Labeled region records

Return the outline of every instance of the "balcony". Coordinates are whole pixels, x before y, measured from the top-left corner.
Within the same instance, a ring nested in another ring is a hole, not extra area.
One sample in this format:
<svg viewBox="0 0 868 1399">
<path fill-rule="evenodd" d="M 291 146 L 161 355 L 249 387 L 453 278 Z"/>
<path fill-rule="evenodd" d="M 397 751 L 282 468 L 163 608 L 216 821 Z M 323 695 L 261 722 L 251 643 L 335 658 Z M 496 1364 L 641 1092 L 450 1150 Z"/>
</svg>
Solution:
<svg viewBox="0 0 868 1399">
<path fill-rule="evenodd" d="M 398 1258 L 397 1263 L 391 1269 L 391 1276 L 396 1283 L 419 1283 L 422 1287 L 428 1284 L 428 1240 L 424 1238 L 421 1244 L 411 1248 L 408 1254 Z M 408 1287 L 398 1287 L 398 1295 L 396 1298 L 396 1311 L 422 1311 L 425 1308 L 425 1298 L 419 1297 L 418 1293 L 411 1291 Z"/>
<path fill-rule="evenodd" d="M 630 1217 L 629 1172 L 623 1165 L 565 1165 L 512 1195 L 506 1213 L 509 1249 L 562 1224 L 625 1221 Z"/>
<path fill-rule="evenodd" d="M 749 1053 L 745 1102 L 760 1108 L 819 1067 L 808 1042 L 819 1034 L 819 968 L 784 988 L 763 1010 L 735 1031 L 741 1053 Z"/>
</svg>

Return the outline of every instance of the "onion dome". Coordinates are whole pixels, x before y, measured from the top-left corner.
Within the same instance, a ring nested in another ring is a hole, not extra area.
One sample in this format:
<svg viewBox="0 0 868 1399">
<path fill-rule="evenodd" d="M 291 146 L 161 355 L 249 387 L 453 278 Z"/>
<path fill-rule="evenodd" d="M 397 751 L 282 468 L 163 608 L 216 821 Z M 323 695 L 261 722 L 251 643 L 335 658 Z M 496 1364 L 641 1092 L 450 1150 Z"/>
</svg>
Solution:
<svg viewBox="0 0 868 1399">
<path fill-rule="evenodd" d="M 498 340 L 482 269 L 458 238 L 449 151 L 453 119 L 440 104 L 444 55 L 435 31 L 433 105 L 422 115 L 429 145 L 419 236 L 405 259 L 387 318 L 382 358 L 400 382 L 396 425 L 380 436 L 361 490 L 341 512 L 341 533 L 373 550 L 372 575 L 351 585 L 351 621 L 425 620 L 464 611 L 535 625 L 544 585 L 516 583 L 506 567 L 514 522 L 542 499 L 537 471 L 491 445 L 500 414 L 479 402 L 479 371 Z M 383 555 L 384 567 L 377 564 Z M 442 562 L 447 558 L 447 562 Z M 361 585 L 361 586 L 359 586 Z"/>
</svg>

Task statement
Print every entry exactly as it appears.

Final result
Return the outline of every instance of the "balcony". Coordinates are whole pixels, x before y, measured from the top-left corner.
Within the same instance, a ring nested in another ring is a hole, not extra area.
One sample in this format:
<svg viewBox="0 0 868 1399">
<path fill-rule="evenodd" d="M 291 146 L 161 355 L 249 387 L 453 278 Z"/>
<path fill-rule="evenodd" d="M 397 751 L 282 468 L 163 608 L 216 821 Z M 323 695 L 261 722 L 251 643 L 335 658 Z M 496 1364 L 641 1092 L 450 1150 Z"/>
</svg>
Solution:
<svg viewBox="0 0 868 1399">
<path fill-rule="evenodd" d="M 398 1258 L 397 1263 L 391 1269 L 391 1276 L 396 1283 L 419 1283 L 422 1287 L 428 1284 L 428 1240 L 424 1238 L 421 1244 L 411 1248 L 408 1254 Z M 408 1287 L 398 1287 L 398 1295 L 396 1298 L 396 1311 L 422 1311 L 425 1308 L 425 1298 L 419 1297 L 418 1293 L 411 1291 Z"/>
<path fill-rule="evenodd" d="M 630 1217 L 629 1172 L 623 1165 L 565 1165 L 512 1195 L 506 1213 L 509 1249 L 562 1224 L 625 1221 Z"/>
<path fill-rule="evenodd" d="M 749 1053 L 745 1102 L 760 1108 L 819 1067 L 808 1042 L 819 1034 L 819 968 L 784 988 L 763 1010 L 735 1031 L 741 1053 Z"/>
</svg>

Return the outline of every instance of the "onion dome". Coordinates are whole pixels, x before y, measured from the top-left corner.
Within the same instance, a ring nested in another ring is a hole, not extra area.
One sample in this format:
<svg viewBox="0 0 868 1399">
<path fill-rule="evenodd" d="M 291 146 L 161 355 L 249 387 L 453 278 Z"/>
<path fill-rule="evenodd" d="M 397 751 L 282 468 L 163 608 L 216 821 Z M 323 695 L 261 722 L 251 643 L 335 658 Z M 496 1364 L 641 1092 L 450 1150 Z"/>
</svg>
Solution:
<svg viewBox="0 0 868 1399">
<path fill-rule="evenodd" d="M 498 340 L 482 269 L 458 238 L 449 151 L 453 119 L 440 104 L 444 55 L 435 31 L 433 105 L 422 115 L 429 145 L 419 236 L 405 259 L 387 318 L 382 358 L 400 382 L 396 425 L 380 436 L 361 490 L 341 512 L 341 533 L 373 550 L 372 575 L 351 585 L 351 621 L 425 620 L 464 611 L 535 625 L 544 585 L 516 583 L 506 567 L 514 522 L 542 499 L 537 471 L 491 445 L 500 414 L 479 402 L 479 371 Z M 383 555 L 384 567 L 377 564 Z M 442 562 L 447 558 L 447 562 Z M 361 585 L 361 586 L 359 586 Z"/>
</svg>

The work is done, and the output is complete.